(Records from a data source)
## begin
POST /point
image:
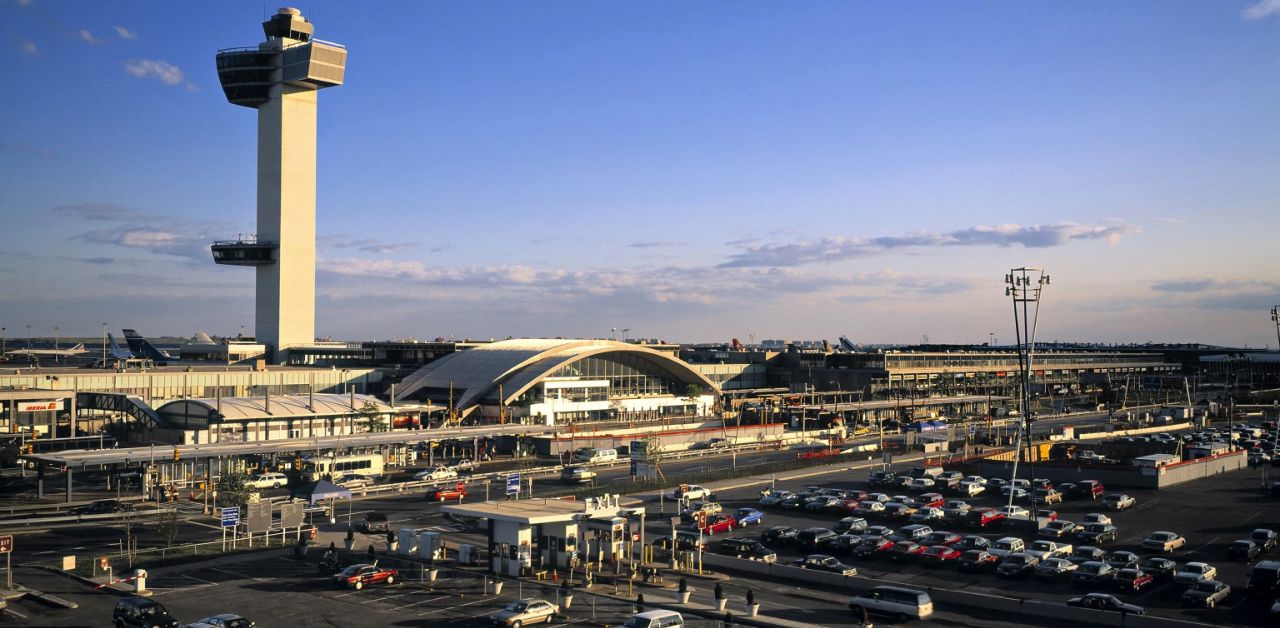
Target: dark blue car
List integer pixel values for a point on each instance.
(748, 516)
## end
> _GIVEN TASK_:
Render every line of the records above as a JSON list of strings, one string per line, skipping blank lines. Leave the pictures out of the list.

> _OUTPUT BELOW_:
[
  "POST /point",
  "image:",
  "Target: dark blue car",
  "List integer pixel values for a point on each instance.",
  "(748, 516)"
]